The election descended upon Charleston this past week, as the state prepared for the First in the South Primary. In the end, former Vice President Joe Biden ended up on top with 48% of the popular vote and 39 delegates, followed by Vermont Senator Bernie Sanders with with 20% of the vote and fifteen delegates. Tom Steyer, former Mayor Pete Buttigieg, and Minnesota Senator Amy Klobuchar dropped out of the race after receiving negligible votes with former Mayor Mike Bloomberg and Massachusetts Senator Elizabeth Warren following suit after the Super Tuesday primaries. Hawaii Representative Tulsi Gabbard remains in the race with one delegate to compete with Biden and Sanders for the Democratic nomination to take on President Donald Trump in November.
Democratic Town Halls
This was a super cool night, as I had never been to a national political rally or event before. The town halls were moderated by CNN, as selected members of the audience asked predetermined questions to the candidates in their respective hour to speak. The town halls occurred on Monday and Wednesday, but I was only able to see the Wednesday candidates, Mike Bloomberg, Joe Biden, Amy Klobuchar, and Elizabeth Warren.
First up was not-so-mini Mike Bloomberg, who seemed to be of average stature from my perspective. He started off a little shaky but did better as his time progressed. I imagine, as the ninth richest person in the world with a net worth of over fifty billion dollars, Bloomberg is not used to asking many people for things especially votes on a national scale, so this election must be a new experience for him. Someone in the audience likened him to a turtle, which made me feel bad for the poor guy.
Biden went next and had a solid performance, in my opinion. He had no major slip ups, and he showed his intellect by pontificating on glioblastoma and gene sequencing techniques that could potentially be used to treat the cancer. He even stayed on stage during one of the breaks to give out the numbers of Nobel laureates researching glioblastoma to members of the audience that have family members dealing with the disease. What a guy!
☆ ☆ ☆ ☆
Rewrite the passage on the Democratic primary, beginning at the words "The election descended" and stopping after "Trump in November.", with "fifteen" replaced by "15".
☆ ☆ ☆ ☆
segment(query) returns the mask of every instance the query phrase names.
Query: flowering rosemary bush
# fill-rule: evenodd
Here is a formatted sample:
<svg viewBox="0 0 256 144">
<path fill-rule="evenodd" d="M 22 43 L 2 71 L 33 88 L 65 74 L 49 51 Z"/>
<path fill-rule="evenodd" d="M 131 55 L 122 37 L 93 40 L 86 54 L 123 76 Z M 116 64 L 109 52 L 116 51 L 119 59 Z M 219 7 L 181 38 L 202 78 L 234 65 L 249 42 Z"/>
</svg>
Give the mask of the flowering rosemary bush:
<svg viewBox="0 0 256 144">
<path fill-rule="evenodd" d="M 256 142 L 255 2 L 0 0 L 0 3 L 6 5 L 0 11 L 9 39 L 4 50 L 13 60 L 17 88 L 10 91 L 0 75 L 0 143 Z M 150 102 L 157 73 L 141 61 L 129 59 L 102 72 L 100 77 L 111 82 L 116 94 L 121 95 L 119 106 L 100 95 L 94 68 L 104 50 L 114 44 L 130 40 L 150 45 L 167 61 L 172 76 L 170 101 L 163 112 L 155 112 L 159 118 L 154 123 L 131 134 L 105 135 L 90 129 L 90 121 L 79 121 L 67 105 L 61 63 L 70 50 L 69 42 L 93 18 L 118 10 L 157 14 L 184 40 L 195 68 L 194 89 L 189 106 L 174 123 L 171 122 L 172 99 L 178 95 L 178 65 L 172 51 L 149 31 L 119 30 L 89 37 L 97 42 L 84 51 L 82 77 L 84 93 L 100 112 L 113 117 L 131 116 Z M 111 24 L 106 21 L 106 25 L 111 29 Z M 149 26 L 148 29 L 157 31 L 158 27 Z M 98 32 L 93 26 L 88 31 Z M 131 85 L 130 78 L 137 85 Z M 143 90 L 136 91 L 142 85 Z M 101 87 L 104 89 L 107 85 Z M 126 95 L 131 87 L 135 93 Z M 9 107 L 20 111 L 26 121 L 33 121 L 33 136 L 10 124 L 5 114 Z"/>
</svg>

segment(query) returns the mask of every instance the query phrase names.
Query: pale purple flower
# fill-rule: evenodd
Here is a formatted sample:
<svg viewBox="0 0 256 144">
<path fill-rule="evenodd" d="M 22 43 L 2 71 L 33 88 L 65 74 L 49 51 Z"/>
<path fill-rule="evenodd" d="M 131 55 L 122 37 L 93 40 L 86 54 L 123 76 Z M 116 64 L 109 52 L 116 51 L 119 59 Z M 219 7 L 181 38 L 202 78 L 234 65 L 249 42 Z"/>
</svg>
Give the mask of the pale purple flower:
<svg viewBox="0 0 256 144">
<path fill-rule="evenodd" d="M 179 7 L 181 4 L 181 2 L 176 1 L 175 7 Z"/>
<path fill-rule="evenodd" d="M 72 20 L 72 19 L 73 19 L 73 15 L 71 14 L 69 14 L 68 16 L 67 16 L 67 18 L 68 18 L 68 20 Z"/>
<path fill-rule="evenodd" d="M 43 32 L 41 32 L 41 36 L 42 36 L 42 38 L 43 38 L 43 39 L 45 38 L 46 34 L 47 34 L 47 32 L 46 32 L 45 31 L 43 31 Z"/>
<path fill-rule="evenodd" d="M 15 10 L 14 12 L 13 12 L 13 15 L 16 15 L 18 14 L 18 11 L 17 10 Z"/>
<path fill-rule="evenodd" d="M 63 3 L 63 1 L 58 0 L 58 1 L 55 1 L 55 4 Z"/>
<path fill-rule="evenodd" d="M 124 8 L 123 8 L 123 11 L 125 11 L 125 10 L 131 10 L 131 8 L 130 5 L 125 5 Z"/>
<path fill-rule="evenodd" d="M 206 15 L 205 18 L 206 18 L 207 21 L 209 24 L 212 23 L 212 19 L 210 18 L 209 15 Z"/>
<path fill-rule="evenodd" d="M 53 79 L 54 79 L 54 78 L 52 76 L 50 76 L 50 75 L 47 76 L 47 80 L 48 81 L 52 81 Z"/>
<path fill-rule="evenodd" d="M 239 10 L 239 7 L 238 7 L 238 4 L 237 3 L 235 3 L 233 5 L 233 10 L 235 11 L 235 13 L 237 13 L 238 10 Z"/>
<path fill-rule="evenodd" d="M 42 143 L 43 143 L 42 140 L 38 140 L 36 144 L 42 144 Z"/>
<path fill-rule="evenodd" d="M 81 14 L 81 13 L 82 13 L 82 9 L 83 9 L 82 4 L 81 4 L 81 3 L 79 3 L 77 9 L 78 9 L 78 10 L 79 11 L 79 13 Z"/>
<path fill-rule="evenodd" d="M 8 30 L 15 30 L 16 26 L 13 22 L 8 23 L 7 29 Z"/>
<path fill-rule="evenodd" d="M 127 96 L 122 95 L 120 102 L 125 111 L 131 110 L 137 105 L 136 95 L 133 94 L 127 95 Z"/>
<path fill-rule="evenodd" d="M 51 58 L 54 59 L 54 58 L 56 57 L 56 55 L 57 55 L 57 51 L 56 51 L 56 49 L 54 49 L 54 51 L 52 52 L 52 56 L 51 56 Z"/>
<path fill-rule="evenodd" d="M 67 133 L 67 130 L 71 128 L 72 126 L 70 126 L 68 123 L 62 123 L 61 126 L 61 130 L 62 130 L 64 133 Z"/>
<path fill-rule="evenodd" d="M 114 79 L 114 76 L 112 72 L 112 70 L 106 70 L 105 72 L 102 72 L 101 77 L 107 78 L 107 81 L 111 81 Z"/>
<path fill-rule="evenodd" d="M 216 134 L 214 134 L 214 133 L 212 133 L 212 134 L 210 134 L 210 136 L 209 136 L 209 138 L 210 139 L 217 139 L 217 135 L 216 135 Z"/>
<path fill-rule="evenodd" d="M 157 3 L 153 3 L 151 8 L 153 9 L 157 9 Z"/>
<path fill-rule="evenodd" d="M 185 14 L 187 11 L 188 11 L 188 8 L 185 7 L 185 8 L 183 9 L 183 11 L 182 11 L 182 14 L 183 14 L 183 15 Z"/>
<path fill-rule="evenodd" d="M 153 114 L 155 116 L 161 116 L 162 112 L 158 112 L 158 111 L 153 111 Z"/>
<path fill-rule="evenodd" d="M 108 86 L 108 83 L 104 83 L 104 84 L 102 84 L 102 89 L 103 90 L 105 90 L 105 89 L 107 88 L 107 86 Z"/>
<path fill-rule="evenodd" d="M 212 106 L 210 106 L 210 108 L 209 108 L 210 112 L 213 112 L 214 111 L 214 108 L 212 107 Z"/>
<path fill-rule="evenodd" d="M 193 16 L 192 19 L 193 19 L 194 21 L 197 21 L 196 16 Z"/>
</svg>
☆ ☆ ☆ ☆
| Reply |
The election descended upon Charleston this past week, as the state prepared for the First in the South Primary. In the end, former Vice President Joe Biden ended up on top with 48% of the popular vote and 39 delegates, followed by Vermont Senator Bernie Sanders with with 20% of the vote and 15 delegates. Tom Steyer, former Mayor Pete Buttigieg, and Minnesota Senator Amy Klobuchar dropped out of the race after receiving negligible votes with former Mayor Mike Bloomberg and Massachusetts Senator Elizabeth Warren following suit after the Super Tuesday primaries. Hawaii Representative Tulsi Gabbard remains in the race with one delegate to compete with Biden and Sanders for the Democratic nomination to take on President Donald Trump in November.